Pour Fannie Lafontaine, avocate et titulaire de la Chaire de recherche du Canada sur la justice internationale pénale et les droits fondamentaux, il ne fait aucun doute que oui.
«Ce que les Russes font sur le terrain, en ciblant des civils, des hôpitaux et des journalistes, ça ne se fait pas. Ce sont définitivement des crimes de guerre», accuse-t-elle d’entrée de jeu.
En plus des crimes de guerre, l'Ukraine accuse la Russie de Vladimir Poutine de commettre un génocide.
«Présentement en Ukraine, ce qu’on peut faire, c’est de parler de crime de guerre et de crime contre l’humanité, mais pas encore de génocide. Il faut commencer par voir s’il y a un aspect systémique et intentionnel aux crimes commis», explique Marie Lamensch, membre associée à l’Observatoire des conflits multidimensionnels de la Chaire Raoul-Dandurand et coordonnatrice de projet à l’Institut montréalais d’études sur le génocide et les droits de la personne de l’Université Concordia.
«Une fois qu’on voit qu’il y a une volonté appuyée par un aspect systémique de tuer les Ukrainiens en raison de leur ethnie, alors on peut commencer à monter un dossier pour démontrer l’intention de la Russie de tuer ce groupe-là et appeler ça un génocide.»

§

# CONSIGNE 1
Peux-tu réécrire en tableau Markdown, avec les colonnes « Numéro » et « Ligne », tout ce qui va dans la liste de la ligne contenant « Identify where the monstera » jusqu'à celle contenant « 969,334 -> 1249,582 », ces deux lignes comprises et sans les lignes vides ?
# CONSIGNE 2
Peux-tu prolonger l'extrait sur les crimes de guerre et le génocide en Ukraine à partir de là où il s'arrête ?
L'extrait ci-dessus et la liste qui suit sont deux documents sans lien entre eux.

# DONNÉES FOURNIES

§

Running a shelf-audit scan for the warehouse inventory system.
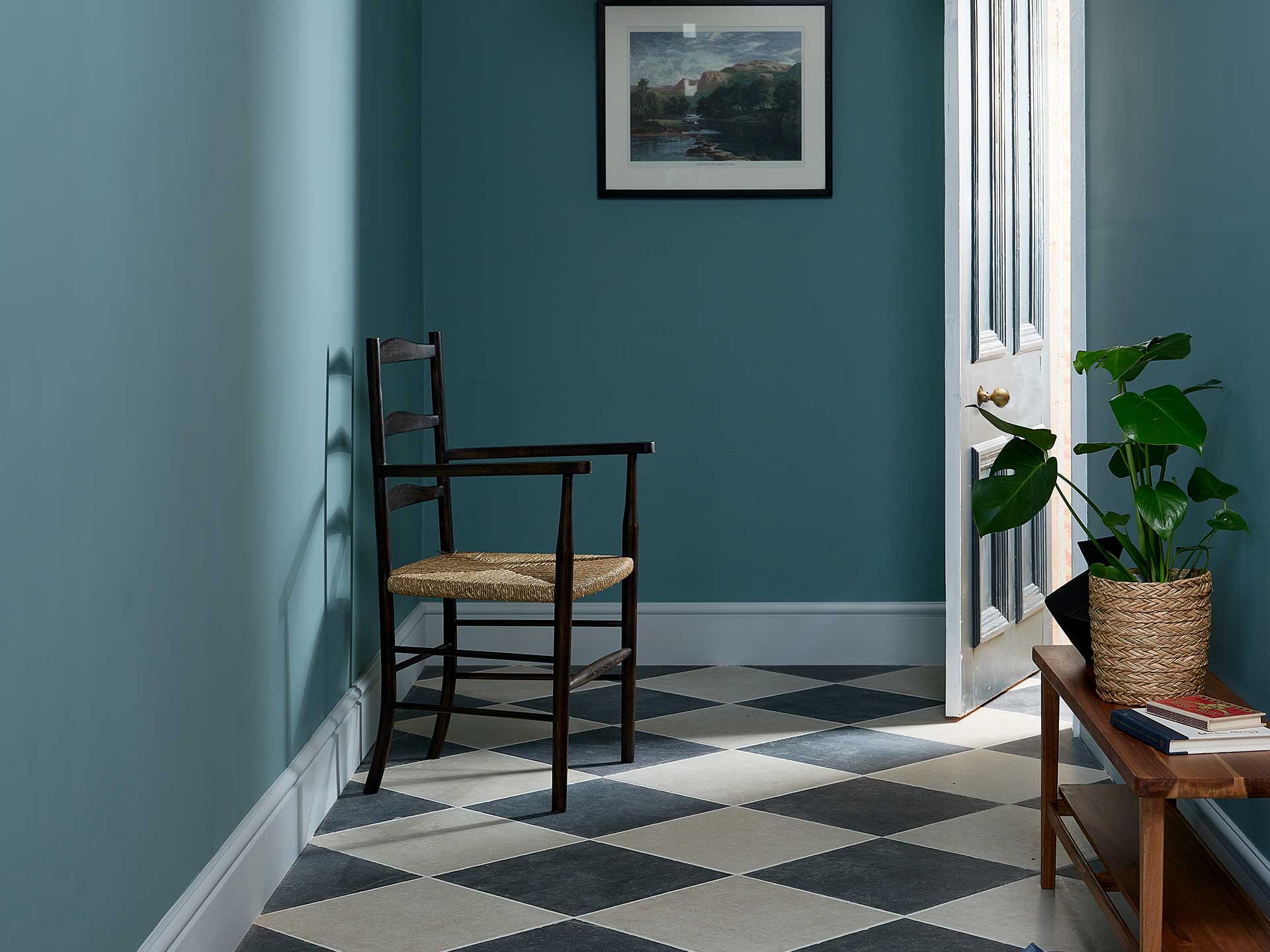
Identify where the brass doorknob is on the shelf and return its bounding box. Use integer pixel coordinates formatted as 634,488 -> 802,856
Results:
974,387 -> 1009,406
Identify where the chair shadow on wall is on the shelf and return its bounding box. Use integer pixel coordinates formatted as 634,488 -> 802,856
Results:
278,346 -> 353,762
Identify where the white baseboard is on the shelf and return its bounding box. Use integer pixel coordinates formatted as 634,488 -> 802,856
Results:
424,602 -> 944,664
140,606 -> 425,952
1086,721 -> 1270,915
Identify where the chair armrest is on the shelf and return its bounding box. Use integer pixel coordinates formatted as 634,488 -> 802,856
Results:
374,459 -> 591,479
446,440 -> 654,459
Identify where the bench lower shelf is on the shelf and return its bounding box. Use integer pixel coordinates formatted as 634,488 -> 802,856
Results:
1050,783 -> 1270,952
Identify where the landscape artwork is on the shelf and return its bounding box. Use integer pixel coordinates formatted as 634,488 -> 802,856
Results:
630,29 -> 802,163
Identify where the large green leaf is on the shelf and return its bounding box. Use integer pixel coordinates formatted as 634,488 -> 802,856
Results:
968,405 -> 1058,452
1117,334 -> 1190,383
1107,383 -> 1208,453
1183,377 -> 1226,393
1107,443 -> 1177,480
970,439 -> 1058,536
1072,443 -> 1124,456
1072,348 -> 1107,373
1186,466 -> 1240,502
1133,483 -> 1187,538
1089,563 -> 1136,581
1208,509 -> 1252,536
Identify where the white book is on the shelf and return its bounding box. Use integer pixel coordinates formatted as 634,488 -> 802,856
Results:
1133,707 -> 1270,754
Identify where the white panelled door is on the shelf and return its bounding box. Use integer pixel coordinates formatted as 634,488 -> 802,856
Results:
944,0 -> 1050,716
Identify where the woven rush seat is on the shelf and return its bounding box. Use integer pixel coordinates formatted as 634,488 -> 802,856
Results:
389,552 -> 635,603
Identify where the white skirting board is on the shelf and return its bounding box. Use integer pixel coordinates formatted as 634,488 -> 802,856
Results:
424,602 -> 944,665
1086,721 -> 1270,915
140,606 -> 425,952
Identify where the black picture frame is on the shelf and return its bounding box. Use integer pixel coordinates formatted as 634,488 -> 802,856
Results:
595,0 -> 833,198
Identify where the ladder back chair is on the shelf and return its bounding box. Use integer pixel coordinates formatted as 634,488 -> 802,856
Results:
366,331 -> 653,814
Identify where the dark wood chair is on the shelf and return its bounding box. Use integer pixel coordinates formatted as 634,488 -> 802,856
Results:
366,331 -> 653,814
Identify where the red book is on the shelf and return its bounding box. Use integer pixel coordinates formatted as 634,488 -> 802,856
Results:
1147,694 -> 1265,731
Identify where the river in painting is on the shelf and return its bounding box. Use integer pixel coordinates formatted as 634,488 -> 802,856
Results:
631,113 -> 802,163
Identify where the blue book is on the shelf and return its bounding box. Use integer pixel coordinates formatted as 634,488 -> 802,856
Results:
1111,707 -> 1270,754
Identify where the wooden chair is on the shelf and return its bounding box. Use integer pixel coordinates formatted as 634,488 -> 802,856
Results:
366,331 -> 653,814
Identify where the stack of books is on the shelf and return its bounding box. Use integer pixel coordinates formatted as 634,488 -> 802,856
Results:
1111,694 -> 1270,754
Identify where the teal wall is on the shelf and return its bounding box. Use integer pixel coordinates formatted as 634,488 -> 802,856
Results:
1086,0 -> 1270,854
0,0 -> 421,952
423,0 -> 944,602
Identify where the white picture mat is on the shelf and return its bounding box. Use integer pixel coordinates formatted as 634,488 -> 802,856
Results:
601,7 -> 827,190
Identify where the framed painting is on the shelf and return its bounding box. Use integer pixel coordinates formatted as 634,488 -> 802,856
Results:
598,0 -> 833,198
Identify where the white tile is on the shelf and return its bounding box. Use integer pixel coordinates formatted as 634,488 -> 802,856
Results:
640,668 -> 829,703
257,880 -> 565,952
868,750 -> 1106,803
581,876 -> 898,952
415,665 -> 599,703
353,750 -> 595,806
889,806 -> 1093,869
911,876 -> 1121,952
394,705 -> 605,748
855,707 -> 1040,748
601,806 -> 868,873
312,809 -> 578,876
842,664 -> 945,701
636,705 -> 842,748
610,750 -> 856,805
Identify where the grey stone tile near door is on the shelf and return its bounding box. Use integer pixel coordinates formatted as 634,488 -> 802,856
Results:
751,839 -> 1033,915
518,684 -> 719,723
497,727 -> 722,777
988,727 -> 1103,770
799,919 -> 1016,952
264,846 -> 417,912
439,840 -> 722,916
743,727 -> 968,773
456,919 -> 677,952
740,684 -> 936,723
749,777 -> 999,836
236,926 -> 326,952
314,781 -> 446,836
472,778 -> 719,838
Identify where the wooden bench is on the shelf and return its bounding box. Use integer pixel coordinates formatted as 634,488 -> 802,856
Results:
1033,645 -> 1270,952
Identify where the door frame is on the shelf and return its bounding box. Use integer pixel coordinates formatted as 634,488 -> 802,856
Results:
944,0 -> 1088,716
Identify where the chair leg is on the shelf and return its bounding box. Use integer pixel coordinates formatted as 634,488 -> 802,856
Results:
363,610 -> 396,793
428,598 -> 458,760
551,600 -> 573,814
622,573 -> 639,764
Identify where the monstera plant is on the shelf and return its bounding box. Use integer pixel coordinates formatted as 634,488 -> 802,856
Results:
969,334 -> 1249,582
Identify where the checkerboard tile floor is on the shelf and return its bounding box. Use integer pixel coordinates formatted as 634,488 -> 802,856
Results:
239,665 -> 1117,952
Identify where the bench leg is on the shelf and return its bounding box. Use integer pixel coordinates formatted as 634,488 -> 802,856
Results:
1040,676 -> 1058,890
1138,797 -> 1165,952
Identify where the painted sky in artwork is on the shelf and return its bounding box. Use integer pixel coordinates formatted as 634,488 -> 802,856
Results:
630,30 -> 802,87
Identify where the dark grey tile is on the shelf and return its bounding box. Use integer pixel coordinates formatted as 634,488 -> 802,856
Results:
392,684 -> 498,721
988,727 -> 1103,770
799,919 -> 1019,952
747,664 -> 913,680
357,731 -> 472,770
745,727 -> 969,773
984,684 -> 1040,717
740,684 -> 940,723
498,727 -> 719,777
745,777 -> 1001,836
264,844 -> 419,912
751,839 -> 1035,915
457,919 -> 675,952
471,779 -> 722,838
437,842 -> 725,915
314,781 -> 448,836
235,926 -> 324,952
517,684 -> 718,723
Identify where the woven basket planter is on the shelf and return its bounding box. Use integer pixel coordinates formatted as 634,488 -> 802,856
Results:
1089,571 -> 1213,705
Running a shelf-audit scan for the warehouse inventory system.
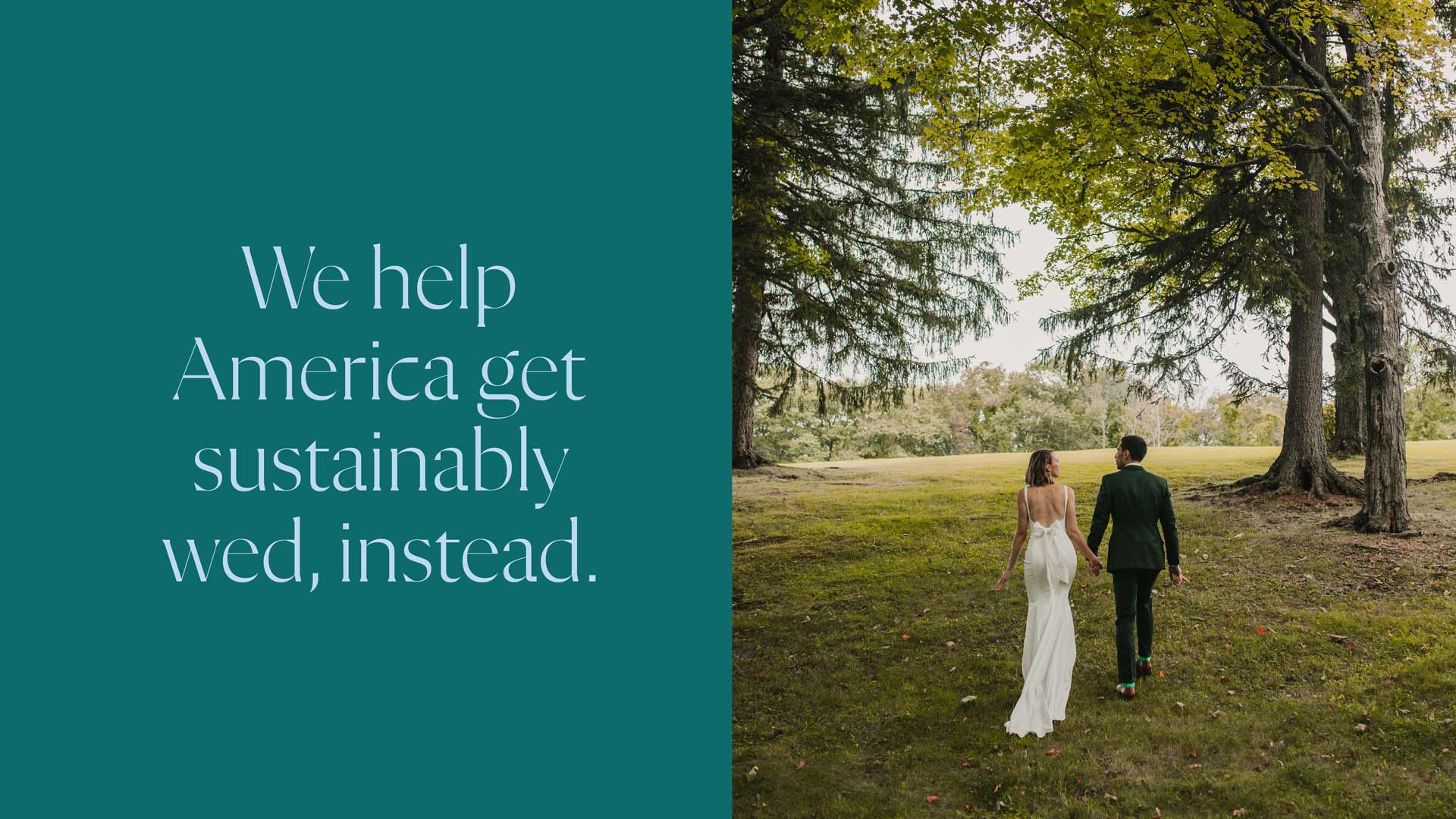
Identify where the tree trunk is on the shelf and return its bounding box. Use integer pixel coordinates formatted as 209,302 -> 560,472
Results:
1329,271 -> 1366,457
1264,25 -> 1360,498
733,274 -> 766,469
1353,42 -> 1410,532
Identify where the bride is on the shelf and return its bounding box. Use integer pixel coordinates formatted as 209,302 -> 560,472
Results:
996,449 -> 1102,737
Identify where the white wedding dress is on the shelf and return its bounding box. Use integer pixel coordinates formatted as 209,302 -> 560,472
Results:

§

# RÉPONSE FINALE 1
| Numéro | Ligne |
|---|---|
| 1 | Identify where the monstera plant is on the shelf and return its bounding box. Use integer pixel coordinates formatted as 634,488 -> 802,856 |
| 2 | Results: |
| 3 | 969,334 -> 1249,582 |

# RÉPONSE FINALE 2
Des enquêtes officiellement lancées
Début mars, la Cour pénale internationale a été la première instance à ouvrir officiellement une enquête sur les crimes de guerre que la Russie pourrait avoir commis en Ukraine.
En mars, la procureure générale d’Ukraine a quant à elle annoncé l’ouverture d’une enquête sur des tirs d’artillerie qui ont visé un quartier résidentiel de Kharkiv. Une enquête a aussi été lancée pour faire la lumière sur la mort d’un journaliste américain et une autre sur le bombardement de l’hôpital de Marioupol, qui a fait trois morts, dont une fillette, la semaine passée.
Il y a ensuite eu la destruction d’un théâtre à Marioupol, le 9 mars dernier, dans lequel s’était réfugié plus d’un millier de personnes, dont des enfants, qui a suscité l'indignation du monde entier. Devant et derrière le théâtre, le mot «enfants» était même écrit au sol en russe en immenses lettres blanches visibles du ciel.
Puis, ce lundi, après la découverte de cadavres à Boutcha, la présidente de la Commission européenne Ursula von der Leyen a annoncé la mise en place par l’Union européenne d’une équipe «conjointe avec l’Ukraine pour (...) enquêter sur les crimes de guerre et les crimes contre l’humanité». L’UE souhaite unir ses forces avec la Cour pénale internationale (CPI).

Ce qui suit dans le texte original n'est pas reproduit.